WHAT THE TASK ASKS:
Turn the lines of data below, starting at the line containing "drawmask --target aircraft" and ending at the line containing "253], [489, 253]]", into a numbered list, leaving out any blank lines.

TASK INPUTS:
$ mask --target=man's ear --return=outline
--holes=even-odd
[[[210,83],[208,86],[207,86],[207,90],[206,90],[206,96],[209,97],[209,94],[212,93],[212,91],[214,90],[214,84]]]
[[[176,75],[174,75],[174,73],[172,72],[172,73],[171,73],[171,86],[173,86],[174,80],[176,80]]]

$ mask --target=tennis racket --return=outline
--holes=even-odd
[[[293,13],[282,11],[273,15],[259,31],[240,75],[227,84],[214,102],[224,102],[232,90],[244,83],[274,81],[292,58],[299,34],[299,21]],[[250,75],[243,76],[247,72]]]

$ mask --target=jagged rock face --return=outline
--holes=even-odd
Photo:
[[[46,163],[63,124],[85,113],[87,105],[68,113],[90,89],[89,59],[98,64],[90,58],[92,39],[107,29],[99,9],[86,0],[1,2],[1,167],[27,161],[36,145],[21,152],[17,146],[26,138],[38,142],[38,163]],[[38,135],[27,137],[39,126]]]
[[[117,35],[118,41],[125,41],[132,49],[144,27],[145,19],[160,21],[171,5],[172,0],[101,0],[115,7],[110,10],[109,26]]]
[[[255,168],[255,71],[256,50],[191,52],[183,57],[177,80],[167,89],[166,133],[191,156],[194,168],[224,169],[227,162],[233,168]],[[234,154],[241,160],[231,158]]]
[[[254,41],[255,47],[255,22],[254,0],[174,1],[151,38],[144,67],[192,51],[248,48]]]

--

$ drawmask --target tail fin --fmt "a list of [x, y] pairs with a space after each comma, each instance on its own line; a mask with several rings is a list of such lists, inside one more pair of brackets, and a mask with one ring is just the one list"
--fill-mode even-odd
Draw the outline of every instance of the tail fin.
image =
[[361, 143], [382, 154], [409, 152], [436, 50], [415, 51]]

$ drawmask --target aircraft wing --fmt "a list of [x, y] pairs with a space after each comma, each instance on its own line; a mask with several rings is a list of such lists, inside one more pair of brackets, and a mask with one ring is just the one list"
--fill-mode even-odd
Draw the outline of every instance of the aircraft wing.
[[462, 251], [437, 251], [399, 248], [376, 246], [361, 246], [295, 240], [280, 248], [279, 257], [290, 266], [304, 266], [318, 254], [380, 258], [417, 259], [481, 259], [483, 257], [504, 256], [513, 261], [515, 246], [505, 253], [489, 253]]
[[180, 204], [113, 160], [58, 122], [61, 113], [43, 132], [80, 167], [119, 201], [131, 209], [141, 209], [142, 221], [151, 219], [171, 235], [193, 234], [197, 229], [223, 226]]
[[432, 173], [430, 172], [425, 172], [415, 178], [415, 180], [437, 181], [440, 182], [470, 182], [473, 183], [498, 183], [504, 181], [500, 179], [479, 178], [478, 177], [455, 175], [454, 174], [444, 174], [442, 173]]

RESULT OF THIS TASK:
1. $ drawmask --target aircraft wing --fmt "a list of [x, y] pairs with a space after each comma, each instance on its own line; a mask with several rings is a list of such lists, inside one more pair of brackets, and a mask with one ring is just the one list"
2. --fill-mode even-odd
3. Draw the outline of every instance of the aircraft wing.
4. [[462, 251], [437, 251], [399, 248], [376, 246], [361, 246], [295, 240], [280, 248], [279, 257], [290, 266], [304, 266], [318, 254], [380, 258], [417, 259], [481, 259], [483, 257], [504, 256], [513, 261], [515, 246], [505, 253], [489, 253]]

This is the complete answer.